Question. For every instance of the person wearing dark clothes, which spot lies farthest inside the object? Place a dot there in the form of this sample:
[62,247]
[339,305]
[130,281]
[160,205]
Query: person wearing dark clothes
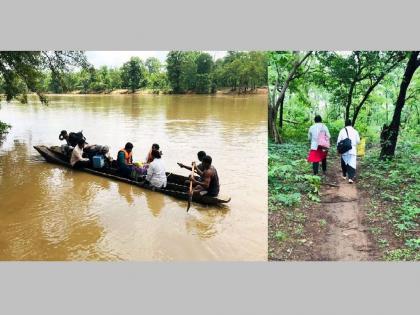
[209,184]
[77,160]
[125,160]
[199,168]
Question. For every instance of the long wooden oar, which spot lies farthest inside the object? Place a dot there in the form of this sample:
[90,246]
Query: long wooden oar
[190,192]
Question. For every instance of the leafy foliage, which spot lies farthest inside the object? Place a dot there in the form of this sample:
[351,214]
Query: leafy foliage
[394,186]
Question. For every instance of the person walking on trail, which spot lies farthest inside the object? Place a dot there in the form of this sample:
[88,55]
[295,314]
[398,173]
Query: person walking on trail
[348,159]
[319,136]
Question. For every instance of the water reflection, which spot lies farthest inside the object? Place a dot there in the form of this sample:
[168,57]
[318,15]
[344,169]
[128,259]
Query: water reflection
[48,212]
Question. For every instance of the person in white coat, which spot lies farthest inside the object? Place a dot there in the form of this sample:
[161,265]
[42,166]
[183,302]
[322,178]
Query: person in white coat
[316,153]
[349,158]
[156,174]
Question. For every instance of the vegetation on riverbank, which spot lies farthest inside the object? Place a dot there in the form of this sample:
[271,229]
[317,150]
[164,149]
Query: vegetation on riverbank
[379,92]
[391,191]
[183,72]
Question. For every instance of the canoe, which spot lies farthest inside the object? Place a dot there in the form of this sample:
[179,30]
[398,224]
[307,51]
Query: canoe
[175,183]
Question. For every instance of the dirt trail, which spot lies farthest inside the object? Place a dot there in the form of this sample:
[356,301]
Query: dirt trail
[346,238]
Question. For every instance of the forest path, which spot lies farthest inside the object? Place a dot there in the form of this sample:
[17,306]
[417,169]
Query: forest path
[346,238]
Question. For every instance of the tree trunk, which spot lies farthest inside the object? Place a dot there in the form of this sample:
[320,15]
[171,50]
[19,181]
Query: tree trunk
[349,100]
[272,125]
[389,135]
[281,109]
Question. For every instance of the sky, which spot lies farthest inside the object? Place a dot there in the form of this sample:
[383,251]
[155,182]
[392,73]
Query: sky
[117,58]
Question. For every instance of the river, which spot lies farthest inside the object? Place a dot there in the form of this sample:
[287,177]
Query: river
[48,212]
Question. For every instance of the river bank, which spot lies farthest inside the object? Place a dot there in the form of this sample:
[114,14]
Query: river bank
[52,213]
[225,91]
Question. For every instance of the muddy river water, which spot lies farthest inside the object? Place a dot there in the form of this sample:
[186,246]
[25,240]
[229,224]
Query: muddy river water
[48,212]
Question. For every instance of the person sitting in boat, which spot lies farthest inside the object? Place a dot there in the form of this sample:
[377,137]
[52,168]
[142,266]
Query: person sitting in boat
[77,160]
[199,168]
[125,160]
[149,157]
[209,184]
[71,139]
[96,149]
[156,174]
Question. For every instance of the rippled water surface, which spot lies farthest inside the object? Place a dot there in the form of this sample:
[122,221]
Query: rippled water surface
[48,212]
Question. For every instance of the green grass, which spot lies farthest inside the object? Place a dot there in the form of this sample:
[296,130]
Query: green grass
[289,176]
[394,187]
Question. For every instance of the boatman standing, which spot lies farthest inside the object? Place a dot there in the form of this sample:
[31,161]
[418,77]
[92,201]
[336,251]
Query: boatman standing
[77,160]
[208,184]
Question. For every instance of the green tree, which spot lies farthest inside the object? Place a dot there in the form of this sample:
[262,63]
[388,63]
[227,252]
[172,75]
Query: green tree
[389,135]
[204,69]
[24,71]
[133,74]
[174,63]
[351,78]
[153,65]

* Exercise objective *
Nothing but the text of the listing should be set down, exactly, with the pictures left behind.

* Answer space *
Question. For every instance of the person wearing dark clothes, which spot lies farthest inside the object? Place a dot there in the form of this sample:
[62,247]
[339,305]
[130,281]
[160,205]
Query: person wearing dark clothes
[209,184]
[77,160]
[125,160]
[199,168]
Question. For every instance of the long wooden oar, which spot lies farthest inside the object? Place a dot there in the form of this sample:
[90,246]
Query: long wooden oar
[190,192]
Question. For every instance of the leafy foliage, which spot lies farthest inside the object? Place a dot there in the form of this sample:
[351,214]
Query: leafy foliage
[394,186]
Question. For every instance of the person walking on trail, which spot lies farthest inside the object? Place a dot there in the form of this sample:
[88,55]
[295,314]
[398,173]
Query: person walking on trail
[348,159]
[319,136]
Question. For every instance of the water reflection, which spot lies farthest inside the object? Place a dot there in the form of this sample:
[168,57]
[318,15]
[344,169]
[128,259]
Query: water reflection
[48,212]
Question. For every instance of the person in white coat, which spot lies farthest inside the object? Place a dot there in the form of this sample:
[161,265]
[42,166]
[183,302]
[322,178]
Query: person in white coat
[316,153]
[349,158]
[156,174]
Question. For every instance of the vegetation on riverbank, which spot lies farthest inside the object? Place a dot there in the form of this sample:
[271,229]
[317,150]
[164,149]
Query: vegetation on riverbank
[379,92]
[391,191]
[183,72]
Question. For every instance of the canoe, which spot lies farthest inside the object? Place a dot there in the form of this sample:
[179,30]
[398,224]
[307,51]
Query: canoe
[175,183]
Question. For every instance of the dirt trail, which spot lies farthest inside the object? Place a dot there in the form of this sample:
[356,301]
Query: dirt trail
[346,238]
Question. For every instance of the forest path, which spot lies farthest inside the object? Place a dot there in the form of this sample:
[17,306]
[417,169]
Query: forest path
[346,238]
Question. For every instance of the tree trunk, which spot lies farthest inside the object? Place a dot there in the form of this sample:
[320,15]
[171,50]
[19,181]
Query: tree trunk
[349,100]
[272,125]
[389,135]
[281,109]
Question. For every instance of the sky, which spot lies farthest inside the object? Place a dot there in the form of this sample:
[383,251]
[155,182]
[392,73]
Query: sky
[117,58]
Question. For every instance of the river, which spot lies farthest inside the object? Place a dot there in the form of this sample:
[287,177]
Query: river
[48,212]
Question. For every instance of the river bank, which spot lies farthest inside the object? Place a dot there in the form of this sample:
[114,14]
Query: river bank
[52,213]
[225,91]
Question. For every instance of the muddy river water, which spot lies farthest inside the object? Place a dot there in the form of this sample:
[186,246]
[25,240]
[229,224]
Query: muddy river water
[48,212]
Question. For every instance of the person sitting in boat, which spot lies farthest inside the object? Place a dot there in the form of this sample:
[377,137]
[52,168]
[142,266]
Query: person sitting in boat
[77,160]
[199,168]
[125,160]
[149,157]
[209,184]
[71,139]
[96,149]
[156,174]
Question. For every instance of the rippled water surface, which spot lies farthest inside the object? Place a dot there in the form of this sample:
[122,221]
Query: rippled water surface
[48,212]
Question. For every instance of the green grass, which spot lies farthest inside the object? Place a dot there in the form of this sample:
[296,130]
Query: green grass
[289,176]
[394,187]
Question. For every instance of the boatman standing, which spot lies farthest inside the object? Place a dot there in the form of this sample:
[31,161]
[418,77]
[92,201]
[336,251]
Query: boatman standing
[77,160]
[208,184]
Question. For every instance of the green tree, which spot lies farthest inside the object? Place a dot there in the form of this sample:
[262,63]
[388,63]
[227,252]
[172,75]
Query: green tree
[389,135]
[204,69]
[24,71]
[133,74]
[174,63]
[351,78]
[153,65]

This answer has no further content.